---------- INPUT MATERIAL ----------

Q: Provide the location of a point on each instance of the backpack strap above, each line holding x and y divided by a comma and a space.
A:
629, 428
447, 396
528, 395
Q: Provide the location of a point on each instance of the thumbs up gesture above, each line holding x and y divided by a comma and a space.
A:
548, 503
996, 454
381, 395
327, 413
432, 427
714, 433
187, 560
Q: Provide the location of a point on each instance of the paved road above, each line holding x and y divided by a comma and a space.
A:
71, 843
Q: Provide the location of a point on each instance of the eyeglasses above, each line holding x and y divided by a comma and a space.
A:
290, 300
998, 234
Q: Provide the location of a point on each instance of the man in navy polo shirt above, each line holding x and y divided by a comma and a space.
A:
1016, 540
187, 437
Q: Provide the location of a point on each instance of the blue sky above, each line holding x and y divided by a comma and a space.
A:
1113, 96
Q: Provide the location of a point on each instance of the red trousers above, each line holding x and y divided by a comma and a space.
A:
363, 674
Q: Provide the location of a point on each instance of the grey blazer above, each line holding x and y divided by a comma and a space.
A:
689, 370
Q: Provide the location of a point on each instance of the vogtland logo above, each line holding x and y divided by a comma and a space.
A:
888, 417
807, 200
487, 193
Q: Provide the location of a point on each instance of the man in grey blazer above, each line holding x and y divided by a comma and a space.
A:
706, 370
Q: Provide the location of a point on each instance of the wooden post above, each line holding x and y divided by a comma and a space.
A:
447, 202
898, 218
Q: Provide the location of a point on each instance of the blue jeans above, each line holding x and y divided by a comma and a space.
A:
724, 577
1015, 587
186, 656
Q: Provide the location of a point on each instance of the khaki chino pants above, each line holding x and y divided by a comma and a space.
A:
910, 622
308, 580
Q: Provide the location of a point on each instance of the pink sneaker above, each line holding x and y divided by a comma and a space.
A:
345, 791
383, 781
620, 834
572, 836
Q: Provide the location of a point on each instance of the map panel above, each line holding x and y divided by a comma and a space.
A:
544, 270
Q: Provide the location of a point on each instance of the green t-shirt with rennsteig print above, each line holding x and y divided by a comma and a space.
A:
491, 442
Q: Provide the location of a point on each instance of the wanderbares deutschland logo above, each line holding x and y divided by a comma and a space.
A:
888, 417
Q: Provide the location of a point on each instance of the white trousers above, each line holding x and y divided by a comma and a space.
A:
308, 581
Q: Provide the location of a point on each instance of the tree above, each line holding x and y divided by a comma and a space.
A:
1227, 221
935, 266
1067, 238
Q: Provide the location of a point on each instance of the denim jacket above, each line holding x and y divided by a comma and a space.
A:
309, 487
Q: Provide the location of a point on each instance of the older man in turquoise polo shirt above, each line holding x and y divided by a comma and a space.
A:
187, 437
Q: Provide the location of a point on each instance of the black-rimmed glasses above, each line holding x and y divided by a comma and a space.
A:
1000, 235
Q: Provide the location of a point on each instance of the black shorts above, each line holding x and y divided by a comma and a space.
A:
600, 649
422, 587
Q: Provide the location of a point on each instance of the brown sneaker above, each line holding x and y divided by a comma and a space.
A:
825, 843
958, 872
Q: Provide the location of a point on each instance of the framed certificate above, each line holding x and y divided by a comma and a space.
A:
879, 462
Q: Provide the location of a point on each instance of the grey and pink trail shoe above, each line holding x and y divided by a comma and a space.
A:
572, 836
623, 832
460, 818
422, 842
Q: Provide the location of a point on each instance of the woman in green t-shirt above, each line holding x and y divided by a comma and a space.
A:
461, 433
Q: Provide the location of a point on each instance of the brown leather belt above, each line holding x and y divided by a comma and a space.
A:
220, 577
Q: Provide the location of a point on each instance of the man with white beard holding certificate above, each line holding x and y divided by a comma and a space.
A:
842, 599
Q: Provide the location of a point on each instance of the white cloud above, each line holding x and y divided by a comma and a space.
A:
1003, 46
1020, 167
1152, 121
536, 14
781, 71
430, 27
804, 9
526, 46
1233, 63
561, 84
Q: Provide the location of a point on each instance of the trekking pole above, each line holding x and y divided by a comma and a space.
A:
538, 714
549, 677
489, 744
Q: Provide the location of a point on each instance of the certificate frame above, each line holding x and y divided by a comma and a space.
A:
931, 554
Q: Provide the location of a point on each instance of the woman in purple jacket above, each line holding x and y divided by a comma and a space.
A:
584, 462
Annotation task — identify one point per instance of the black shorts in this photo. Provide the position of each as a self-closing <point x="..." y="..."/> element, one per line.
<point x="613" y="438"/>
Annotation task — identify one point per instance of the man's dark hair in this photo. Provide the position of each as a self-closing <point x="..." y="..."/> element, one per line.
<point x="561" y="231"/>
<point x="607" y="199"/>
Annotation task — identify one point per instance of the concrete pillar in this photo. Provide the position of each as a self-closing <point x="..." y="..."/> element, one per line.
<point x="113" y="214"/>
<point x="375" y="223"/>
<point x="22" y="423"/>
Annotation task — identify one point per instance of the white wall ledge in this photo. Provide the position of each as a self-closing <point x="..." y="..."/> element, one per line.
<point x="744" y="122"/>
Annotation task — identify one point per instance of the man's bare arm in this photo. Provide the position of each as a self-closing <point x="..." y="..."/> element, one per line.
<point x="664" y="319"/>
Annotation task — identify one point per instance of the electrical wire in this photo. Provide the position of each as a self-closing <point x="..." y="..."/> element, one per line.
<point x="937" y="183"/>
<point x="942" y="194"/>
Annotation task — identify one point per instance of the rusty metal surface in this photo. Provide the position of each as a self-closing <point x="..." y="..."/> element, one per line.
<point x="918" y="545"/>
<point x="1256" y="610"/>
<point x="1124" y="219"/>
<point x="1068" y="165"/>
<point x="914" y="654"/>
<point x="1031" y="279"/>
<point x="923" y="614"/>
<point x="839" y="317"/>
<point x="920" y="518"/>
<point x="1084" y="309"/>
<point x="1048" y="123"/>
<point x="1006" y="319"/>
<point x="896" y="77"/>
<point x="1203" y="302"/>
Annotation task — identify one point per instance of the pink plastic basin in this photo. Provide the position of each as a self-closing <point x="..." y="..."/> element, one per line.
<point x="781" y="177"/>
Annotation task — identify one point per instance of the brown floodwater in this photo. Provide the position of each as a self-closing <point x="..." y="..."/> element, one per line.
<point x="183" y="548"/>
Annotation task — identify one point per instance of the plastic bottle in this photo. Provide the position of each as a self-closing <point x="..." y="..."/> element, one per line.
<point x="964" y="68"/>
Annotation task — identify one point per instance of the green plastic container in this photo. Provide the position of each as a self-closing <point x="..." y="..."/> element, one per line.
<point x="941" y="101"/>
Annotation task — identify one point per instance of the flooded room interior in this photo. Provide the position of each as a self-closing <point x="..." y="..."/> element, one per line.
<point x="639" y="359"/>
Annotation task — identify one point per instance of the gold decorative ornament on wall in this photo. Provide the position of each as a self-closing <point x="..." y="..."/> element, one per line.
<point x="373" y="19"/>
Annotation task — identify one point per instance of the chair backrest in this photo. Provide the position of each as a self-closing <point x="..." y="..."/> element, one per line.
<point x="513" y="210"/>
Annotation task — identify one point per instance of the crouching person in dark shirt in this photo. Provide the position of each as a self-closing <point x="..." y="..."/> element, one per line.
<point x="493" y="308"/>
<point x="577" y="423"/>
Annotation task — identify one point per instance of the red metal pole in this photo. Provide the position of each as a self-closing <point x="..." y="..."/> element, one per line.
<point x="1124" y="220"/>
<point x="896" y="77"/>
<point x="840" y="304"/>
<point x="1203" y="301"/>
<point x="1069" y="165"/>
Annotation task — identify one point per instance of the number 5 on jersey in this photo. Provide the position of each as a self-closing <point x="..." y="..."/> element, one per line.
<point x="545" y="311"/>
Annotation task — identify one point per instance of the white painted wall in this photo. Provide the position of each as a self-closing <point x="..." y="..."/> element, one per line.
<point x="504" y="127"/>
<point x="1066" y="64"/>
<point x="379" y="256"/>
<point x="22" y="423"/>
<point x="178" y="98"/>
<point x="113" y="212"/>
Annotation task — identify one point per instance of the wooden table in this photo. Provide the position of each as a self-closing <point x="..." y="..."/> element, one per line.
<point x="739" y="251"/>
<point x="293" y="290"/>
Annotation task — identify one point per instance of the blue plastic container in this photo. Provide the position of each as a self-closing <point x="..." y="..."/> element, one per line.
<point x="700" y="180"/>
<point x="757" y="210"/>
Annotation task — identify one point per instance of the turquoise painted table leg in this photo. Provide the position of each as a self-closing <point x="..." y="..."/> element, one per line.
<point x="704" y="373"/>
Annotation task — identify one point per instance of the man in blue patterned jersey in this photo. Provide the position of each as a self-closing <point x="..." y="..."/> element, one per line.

----------

Output each line of the listing in which the string "woman" is found.

## ANSWER BOX
Q: Provide the location of a point on each instance of the woman in green t-shirt above, each line holding x and y divided by a comma and a space.
Q: Provide the location of a point on each instance of the woman in purple jacket above, each line holding x and y divided by a comma and a space.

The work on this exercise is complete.